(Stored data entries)
+ + +

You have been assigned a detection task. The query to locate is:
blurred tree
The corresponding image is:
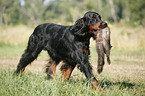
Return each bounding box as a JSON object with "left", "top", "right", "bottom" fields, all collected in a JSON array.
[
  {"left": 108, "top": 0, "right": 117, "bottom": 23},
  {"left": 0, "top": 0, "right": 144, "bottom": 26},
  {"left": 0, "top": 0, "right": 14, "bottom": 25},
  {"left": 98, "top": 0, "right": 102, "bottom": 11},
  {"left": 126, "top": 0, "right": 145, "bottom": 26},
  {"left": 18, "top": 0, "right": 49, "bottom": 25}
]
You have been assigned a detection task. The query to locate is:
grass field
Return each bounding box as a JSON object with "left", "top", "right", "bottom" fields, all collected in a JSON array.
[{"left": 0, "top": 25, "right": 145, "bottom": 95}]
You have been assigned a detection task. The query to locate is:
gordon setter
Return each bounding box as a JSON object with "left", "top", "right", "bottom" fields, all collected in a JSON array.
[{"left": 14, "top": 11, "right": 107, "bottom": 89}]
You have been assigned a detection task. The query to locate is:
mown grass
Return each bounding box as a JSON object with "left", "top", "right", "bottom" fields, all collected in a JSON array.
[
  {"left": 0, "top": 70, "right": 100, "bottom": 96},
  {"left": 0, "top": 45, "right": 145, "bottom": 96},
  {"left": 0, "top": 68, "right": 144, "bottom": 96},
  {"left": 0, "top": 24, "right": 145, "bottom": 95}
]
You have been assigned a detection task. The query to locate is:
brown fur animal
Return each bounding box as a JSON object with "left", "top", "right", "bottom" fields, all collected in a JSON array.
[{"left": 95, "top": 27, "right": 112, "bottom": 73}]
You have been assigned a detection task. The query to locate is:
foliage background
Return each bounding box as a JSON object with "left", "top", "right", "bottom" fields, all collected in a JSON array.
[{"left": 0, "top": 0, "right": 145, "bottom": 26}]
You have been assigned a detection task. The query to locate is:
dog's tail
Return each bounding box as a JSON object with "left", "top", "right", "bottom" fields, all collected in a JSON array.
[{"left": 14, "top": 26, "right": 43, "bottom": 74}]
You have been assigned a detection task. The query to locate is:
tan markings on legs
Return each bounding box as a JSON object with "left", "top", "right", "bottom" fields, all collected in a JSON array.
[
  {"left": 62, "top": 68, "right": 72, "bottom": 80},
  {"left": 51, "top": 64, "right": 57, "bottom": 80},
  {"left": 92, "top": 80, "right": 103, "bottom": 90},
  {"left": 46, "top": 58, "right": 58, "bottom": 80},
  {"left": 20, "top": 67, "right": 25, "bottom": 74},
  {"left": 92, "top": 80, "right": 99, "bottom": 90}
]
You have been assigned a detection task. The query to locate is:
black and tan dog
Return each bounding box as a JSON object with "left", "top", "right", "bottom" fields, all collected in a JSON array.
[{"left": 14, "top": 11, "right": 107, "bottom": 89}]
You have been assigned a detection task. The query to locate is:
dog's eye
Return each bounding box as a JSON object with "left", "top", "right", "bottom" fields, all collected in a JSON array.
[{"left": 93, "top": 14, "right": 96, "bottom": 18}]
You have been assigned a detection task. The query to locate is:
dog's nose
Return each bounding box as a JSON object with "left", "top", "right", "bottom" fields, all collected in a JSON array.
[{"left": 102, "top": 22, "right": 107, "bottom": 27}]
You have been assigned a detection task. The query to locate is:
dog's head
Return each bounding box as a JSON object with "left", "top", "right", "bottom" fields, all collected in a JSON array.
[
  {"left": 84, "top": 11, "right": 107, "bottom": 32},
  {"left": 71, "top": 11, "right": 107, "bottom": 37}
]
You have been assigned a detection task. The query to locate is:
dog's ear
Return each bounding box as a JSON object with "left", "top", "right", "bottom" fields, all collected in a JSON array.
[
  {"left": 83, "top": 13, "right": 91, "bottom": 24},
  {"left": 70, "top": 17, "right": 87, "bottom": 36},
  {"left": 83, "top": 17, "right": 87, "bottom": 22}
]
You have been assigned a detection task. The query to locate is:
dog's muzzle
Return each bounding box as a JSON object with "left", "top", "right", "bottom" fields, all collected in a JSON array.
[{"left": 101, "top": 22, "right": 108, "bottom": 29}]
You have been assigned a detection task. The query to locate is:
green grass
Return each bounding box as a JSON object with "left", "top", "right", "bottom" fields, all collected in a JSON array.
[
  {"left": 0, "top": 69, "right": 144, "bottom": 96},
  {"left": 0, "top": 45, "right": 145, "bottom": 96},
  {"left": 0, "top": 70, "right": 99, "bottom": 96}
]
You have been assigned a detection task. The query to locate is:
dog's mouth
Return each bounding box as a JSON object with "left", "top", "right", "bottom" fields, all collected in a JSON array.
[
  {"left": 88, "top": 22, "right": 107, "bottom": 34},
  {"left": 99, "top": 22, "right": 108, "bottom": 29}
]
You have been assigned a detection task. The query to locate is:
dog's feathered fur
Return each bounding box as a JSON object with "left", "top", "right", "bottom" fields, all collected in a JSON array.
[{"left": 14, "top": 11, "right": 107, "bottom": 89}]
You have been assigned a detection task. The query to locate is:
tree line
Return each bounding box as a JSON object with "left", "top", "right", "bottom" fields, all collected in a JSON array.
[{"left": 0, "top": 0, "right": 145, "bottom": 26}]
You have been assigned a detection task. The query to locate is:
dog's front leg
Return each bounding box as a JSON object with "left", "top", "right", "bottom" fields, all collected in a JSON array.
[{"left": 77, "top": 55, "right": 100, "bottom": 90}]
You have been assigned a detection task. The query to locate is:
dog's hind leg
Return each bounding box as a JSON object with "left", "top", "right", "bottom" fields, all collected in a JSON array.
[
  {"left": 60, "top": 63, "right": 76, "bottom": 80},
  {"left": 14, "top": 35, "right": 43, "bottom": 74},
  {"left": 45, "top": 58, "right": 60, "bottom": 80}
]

+ + +

**Exercise**
Apart from its pictures, the data is to be repeated exactly.

**Answer space**
You have been assigned a detection task. The query to locate is:
blurred tree
The corresponding image is:
Return each bounding box as a JSON object with "left", "top", "right", "bottom" fields, all collected in a JSON array.
[
  {"left": 108, "top": 0, "right": 117, "bottom": 23},
  {"left": 0, "top": 0, "right": 144, "bottom": 26},
  {"left": 0, "top": 0, "right": 14, "bottom": 25},
  {"left": 98, "top": 0, "right": 102, "bottom": 11},
  {"left": 126, "top": 0, "right": 145, "bottom": 26},
  {"left": 18, "top": 0, "right": 49, "bottom": 25}
]
You have been assigned a detection task. The query to locate is:
grass field
Return each bounding box as a JSON object with "left", "top", "right", "bottom" fields, all collected in a JSON array.
[{"left": 0, "top": 25, "right": 145, "bottom": 95}]
You have been assigned a detection task. The query to locate is:
gordon setter
Return each bounding box as a JSON object with "left", "top", "right", "bottom" fields, all collected in a JSON array.
[{"left": 14, "top": 11, "right": 107, "bottom": 89}]
You have been assigned a detection task. The query to locate is:
mown grass
Return each bounding box as a JSON object with "left", "top", "right", "bottom" fields, all collected in a JSON array.
[
  {"left": 0, "top": 70, "right": 100, "bottom": 96},
  {"left": 0, "top": 45, "right": 145, "bottom": 96},
  {"left": 0, "top": 68, "right": 144, "bottom": 96},
  {"left": 0, "top": 24, "right": 145, "bottom": 95}
]
You have been assigned a detection task. The query to locate is:
brown fur animal
Return each bounding box as a JSON object with "left", "top", "right", "bottom" fields, all collected in a JSON array.
[{"left": 95, "top": 27, "right": 112, "bottom": 73}]
You have been assigned a detection task. The query to locate is:
foliage background
Return each bounding box as a JSON object with "left", "top", "right", "bottom" fields, all collected in a JSON array.
[{"left": 0, "top": 0, "right": 145, "bottom": 26}]
You have been assigned a detection task. The query to locate is:
dog's tail
Return each bounding box as a JSON object with "left", "top", "right", "bottom" fields, all collected in a JSON array.
[{"left": 14, "top": 26, "right": 43, "bottom": 74}]
You have been assigned a detection task. The query to locate is:
tan markings on legs
Return each bounding box as a JSON object with "left", "top", "right", "bottom" fields, all collected in a JSON array.
[
  {"left": 62, "top": 68, "right": 72, "bottom": 80},
  {"left": 51, "top": 64, "right": 57, "bottom": 80},
  {"left": 92, "top": 80, "right": 103, "bottom": 90},
  {"left": 46, "top": 58, "right": 58, "bottom": 80},
  {"left": 20, "top": 67, "right": 25, "bottom": 74},
  {"left": 92, "top": 80, "right": 99, "bottom": 90}
]
You have been assigned a detection task. The query to locate is:
black and tan dog
Return each bounding box as a JSON object with "left", "top", "right", "bottom" fields, all collected in a JSON array.
[{"left": 14, "top": 11, "right": 107, "bottom": 89}]
You have been assigned a detection task. The query to locate is:
dog's eye
Return each bounding box as a JSON object with "left", "top", "right", "bottom" fields, all collected in a JSON array.
[{"left": 93, "top": 14, "right": 96, "bottom": 18}]
You have been assigned a detection task. The query to locate is:
dog's nose
Return each bounding box as a JSON object with "left", "top", "right", "bottom" fields, all collected in a JSON array.
[{"left": 102, "top": 22, "right": 107, "bottom": 27}]
You have been assigned a detection task. The query to locate is:
dog's head
Return each bounding box as a JSON object with "left", "top", "right", "bottom" fields, all collected in a JSON array.
[
  {"left": 84, "top": 11, "right": 107, "bottom": 32},
  {"left": 71, "top": 11, "right": 107, "bottom": 37}
]
You have been assigned a detection task. The query to locate is:
dog's ear
Return each bounding box as a JSON object with "left", "top", "right", "bottom" fields, all collected in a JSON array.
[
  {"left": 83, "top": 13, "right": 91, "bottom": 24},
  {"left": 70, "top": 17, "right": 87, "bottom": 36},
  {"left": 83, "top": 17, "right": 87, "bottom": 22}
]
You have been assigned a detection task. The query to locate is:
dog's muzzle
Return each bounding box as a JSON object with "left", "top", "right", "bottom" fields, all collected in a JSON array.
[{"left": 101, "top": 22, "right": 108, "bottom": 29}]
You have been assigned a detection task. The query to locate is:
green grass
Return each bounding box as a JSON object with "left", "top", "right", "bottom" fields, all collected in a JSON array.
[
  {"left": 0, "top": 69, "right": 144, "bottom": 96},
  {"left": 0, "top": 45, "right": 145, "bottom": 96},
  {"left": 0, "top": 70, "right": 99, "bottom": 96}
]
You have been assigned a detection task. The query to locate is:
dog's mouth
Return each bounding box as a JSON object with "left", "top", "right", "bottom" fields, all collected in a JSON array.
[
  {"left": 88, "top": 22, "right": 107, "bottom": 34},
  {"left": 99, "top": 22, "right": 108, "bottom": 29}
]
You have been assigned a detection task. The query to locate is:
dog's feathered fur
Return each bounding box as a JSON object with "left", "top", "right", "bottom" fields, all collected in a JSON array.
[{"left": 14, "top": 11, "right": 107, "bottom": 89}]
You have been assigned a detection task. The query to locate is:
tree line
Return each bounding box as a JSON object with "left", "top", "right", "bottom" fields, all collected in a JSON array.
[{"left": 0, "top": 0, "right": 145, "bottom": 26}]
You have been assigned a detection task. The query to locate is:
dog's front leg
Return each bounding box as a JSON object with "left", "top", "right", "bottom" fields, all collected in a JSON array.
[{"left": 77, "top": 55, "right": 100, "bottom": 90}]
You have been assigned a detection task. The query to locate is:
dog's hind leg
Return each bounding box as a JSON object with "left", "top", "right", "bottom" fields, all collected in a JSON array.
[
  {"left": 60, "top": 63, "right": 76, "bottom": 80},
  {"left": 14, "top": 35, "right": 43, "bottom": 74},
  {"left": 45, "top": 58, "right": 60, "bottom": 80}
]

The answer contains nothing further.